Update the data starting at the line that contains "Could you please spot the boat in" and ending at the line that contains "(1115, 108)" by replacing "instance" with "occurrence" and leaving everything else unchanged. Provide only those lines.

** START OF LISTED RECORDS **

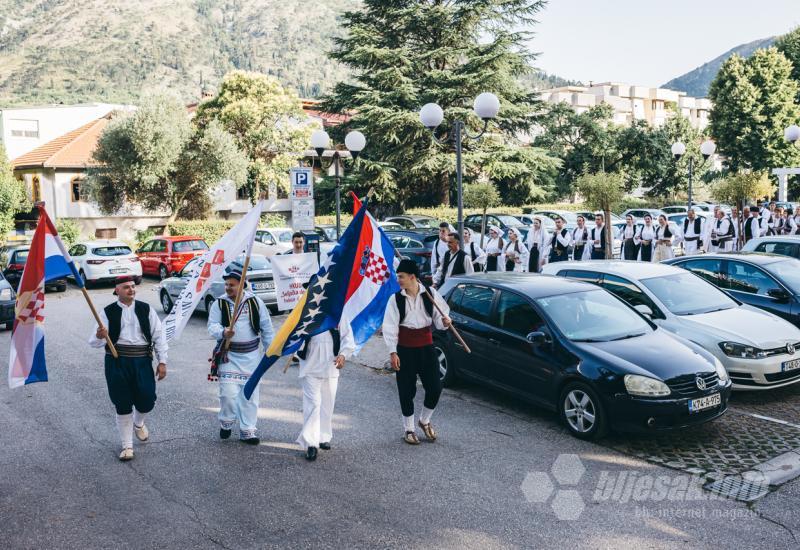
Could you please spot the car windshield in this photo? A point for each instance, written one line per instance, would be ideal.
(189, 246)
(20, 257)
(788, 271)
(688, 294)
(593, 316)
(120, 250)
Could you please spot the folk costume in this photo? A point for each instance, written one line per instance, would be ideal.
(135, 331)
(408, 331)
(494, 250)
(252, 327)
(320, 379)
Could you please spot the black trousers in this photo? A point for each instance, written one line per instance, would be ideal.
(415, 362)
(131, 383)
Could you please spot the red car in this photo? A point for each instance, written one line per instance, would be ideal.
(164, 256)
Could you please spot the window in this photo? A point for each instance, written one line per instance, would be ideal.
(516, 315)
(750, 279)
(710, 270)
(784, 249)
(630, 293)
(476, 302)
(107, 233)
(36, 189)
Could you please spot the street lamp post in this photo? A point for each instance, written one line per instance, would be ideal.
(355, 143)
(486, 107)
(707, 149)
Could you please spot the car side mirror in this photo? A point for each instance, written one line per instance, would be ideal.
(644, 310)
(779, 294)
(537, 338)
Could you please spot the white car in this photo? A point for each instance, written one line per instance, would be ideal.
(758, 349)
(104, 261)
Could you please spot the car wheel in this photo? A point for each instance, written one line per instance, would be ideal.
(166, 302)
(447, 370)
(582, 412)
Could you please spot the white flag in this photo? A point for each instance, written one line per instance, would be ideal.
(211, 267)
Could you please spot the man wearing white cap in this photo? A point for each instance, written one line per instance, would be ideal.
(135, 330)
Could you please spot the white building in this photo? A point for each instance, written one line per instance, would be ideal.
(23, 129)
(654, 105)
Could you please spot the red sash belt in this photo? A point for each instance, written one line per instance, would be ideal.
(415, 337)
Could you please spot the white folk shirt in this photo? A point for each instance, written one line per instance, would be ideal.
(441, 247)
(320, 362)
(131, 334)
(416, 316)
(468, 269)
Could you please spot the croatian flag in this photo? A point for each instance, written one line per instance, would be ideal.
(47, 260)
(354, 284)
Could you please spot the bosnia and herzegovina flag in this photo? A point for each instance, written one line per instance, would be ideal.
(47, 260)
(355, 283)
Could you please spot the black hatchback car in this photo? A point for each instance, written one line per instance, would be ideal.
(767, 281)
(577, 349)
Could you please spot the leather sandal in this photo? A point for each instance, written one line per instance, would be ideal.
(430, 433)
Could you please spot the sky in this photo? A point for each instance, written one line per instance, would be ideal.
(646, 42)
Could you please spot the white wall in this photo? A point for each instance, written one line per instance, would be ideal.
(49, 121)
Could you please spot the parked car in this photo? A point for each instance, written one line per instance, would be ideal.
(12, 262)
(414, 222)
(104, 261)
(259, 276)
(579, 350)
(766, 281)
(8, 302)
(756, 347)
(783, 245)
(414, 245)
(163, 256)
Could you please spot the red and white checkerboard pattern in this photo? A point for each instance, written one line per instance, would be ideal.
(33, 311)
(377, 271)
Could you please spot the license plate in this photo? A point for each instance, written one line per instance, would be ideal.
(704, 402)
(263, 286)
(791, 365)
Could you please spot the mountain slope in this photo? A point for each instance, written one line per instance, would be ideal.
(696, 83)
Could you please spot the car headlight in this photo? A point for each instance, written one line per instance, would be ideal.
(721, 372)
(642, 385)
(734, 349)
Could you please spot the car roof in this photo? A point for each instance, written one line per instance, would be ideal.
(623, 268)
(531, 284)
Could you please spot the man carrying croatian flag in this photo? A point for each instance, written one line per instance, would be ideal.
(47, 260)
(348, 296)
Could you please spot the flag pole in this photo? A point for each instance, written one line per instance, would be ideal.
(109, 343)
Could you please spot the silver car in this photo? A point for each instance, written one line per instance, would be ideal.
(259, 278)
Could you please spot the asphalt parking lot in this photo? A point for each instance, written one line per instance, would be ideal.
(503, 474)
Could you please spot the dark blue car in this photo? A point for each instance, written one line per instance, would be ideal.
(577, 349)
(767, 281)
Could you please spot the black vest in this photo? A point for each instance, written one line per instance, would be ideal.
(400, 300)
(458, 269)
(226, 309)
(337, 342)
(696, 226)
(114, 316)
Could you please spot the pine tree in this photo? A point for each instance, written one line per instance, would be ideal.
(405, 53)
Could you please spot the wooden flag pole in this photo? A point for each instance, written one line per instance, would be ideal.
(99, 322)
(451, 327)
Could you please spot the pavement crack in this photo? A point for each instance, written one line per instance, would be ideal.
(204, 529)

** END OF LISTED RECORDS **
** START OF LISTED RECORDS **

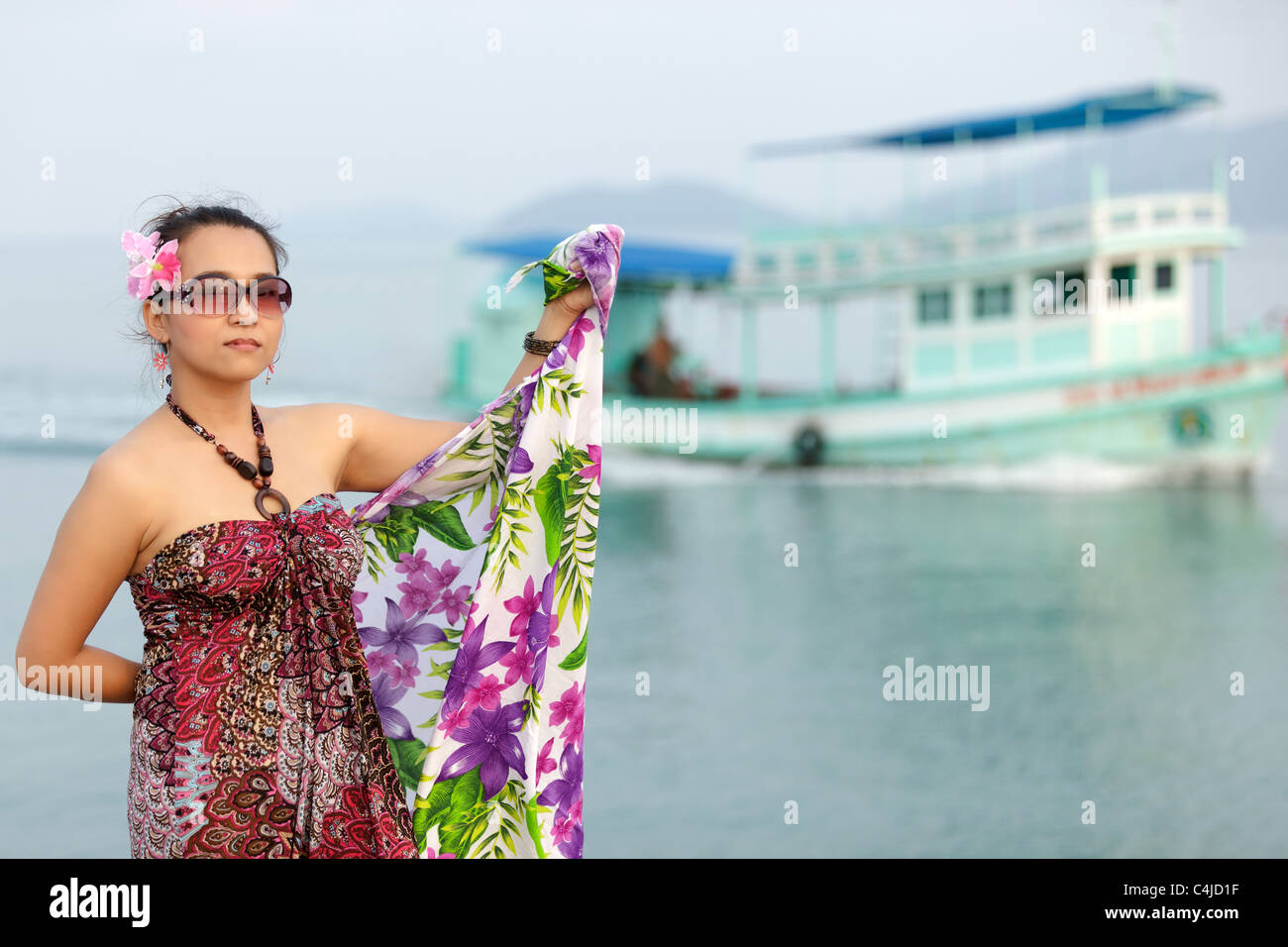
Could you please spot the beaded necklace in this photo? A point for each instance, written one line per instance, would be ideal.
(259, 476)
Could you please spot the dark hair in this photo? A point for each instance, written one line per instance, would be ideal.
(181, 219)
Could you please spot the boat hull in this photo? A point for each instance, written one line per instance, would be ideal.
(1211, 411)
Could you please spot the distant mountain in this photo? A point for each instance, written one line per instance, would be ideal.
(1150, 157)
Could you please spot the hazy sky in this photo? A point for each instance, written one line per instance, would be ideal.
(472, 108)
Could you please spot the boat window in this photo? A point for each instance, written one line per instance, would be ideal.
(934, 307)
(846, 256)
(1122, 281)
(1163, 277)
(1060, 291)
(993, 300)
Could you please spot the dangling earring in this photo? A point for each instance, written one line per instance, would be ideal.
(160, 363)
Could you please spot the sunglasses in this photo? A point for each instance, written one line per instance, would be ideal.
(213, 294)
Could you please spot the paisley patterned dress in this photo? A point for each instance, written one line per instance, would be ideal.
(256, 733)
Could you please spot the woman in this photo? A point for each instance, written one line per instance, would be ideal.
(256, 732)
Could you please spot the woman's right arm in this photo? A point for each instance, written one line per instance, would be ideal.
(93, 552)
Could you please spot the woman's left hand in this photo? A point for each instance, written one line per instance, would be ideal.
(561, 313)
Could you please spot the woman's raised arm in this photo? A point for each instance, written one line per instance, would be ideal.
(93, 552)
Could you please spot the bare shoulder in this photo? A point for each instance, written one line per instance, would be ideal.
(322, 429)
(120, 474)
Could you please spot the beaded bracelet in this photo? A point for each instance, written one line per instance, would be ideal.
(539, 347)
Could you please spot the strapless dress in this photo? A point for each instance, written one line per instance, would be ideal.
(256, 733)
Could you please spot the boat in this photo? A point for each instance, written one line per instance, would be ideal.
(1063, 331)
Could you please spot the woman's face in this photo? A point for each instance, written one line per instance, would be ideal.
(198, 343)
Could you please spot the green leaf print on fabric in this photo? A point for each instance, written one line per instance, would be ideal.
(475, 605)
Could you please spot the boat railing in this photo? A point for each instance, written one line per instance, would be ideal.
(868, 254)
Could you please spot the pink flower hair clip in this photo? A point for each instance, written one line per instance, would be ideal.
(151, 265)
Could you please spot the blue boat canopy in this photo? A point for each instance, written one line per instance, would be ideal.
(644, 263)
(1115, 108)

** END OF LISTED RECORDS **

REPLY:
Could you please spot the boat in this photo? A point for each occurrence, written one line per occurrence, would be ideal.
(1063, 331)
Could you please spot the woman's face in this photo? A point for each occurrence, written one line per occurrence, would be ideal.
(198, 343)
Could you please spot the green leaf print on fabric in this photo? A point for each occurrence, written one line per occurrence, would be ideal.
(475, 605)
Could you please spot the boat railing in this photo? A point for each occurrence, written one line per occurrence, would be ideal.
(868, 254)
Could you please spot the pink flower hair clip in this photo? A point for each occurrence, written one line per occurrence, would be ideal.
(151, 265)
Could you please spot the blue boat canopy in this photo? A point for each occurrence, written one line per occurrence, would be ideal.
(644, 263)
(1115, 108)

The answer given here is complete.